TEXT PASSAGE:

▼

2

I need to join two tables on the colum name. They come from different excel spreadsheets which I didn't create. I imported both sheets into R tables using the function read.xls from the gdata package.

Sometimes the names contains umlauts and other accents. They appear identical within the excel sheets but when I import them into R they are not the same. Hence my join doesn't join. I join using the sqldf function.

As an example : I see Lück in the two spreadsheets. In table1 of R this appears as L\374ck whereas in table2 it appears as L\303\274ck.

How can I best solve this problem? Is there a way to force an encoding when data is imported? Or should one try to force the comparison of strings in a different way?

Geoff
  • 925
  • 4
  • 14
  • 36

2 Answers2

3

Since you stated you are not geting a TRUE on agstudy's code, I'm assuming you're using a Mac or a Linux Machine.

Try instead

x1=  "L\374ck"
x2 = "L\303\274ck"
iconv(x1,"latin1","UTF-8")

▲

STORED DATA:
▼

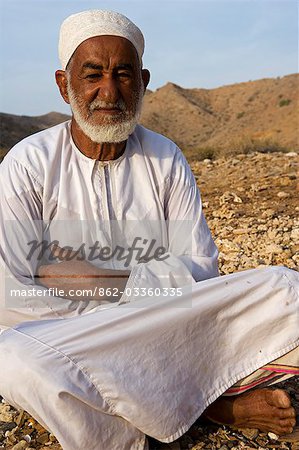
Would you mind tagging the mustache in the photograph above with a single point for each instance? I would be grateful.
(101, 104)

▲

TASKS TO CARRY OUT:
A: In the forum thread about joining R tables, which function from the gdata package was used to import the spreadsheets?
B: Proceed with the forum thread about umlauts in imported R tables, picking up right after its last line of code.
The lines have no connection to the forum thread.

WRITTEN RESPONSES:
A: read.xls

B:
[1] "Lück"
identical(iconv(x1,"latin1","UTF-8"),x2)
[1] TRUE

Tested this on a Linux CentOS 7. I believe it should work on Macs too. If not look into

?iconv

for more details on encoding.

Serban Tanasa
  • 3,592
  • 2
  • 23
  • 45
  • Your assumption is correct. I didn't realise that information was relevant. Well deduced! – Geoff Dec 28 '14 at 18:38
1

It is an encoding problem. For example :

 x1=  "L\374ck"
 x2 = "L\303\274ck"
 identical(iconv(x2,"UTF-8","UTF-8"),x1)
 [1] "TRUE"

So you can try this for example before applying merge :

 df2name <- iconv(df2$name,'UTF-8','UTF-8')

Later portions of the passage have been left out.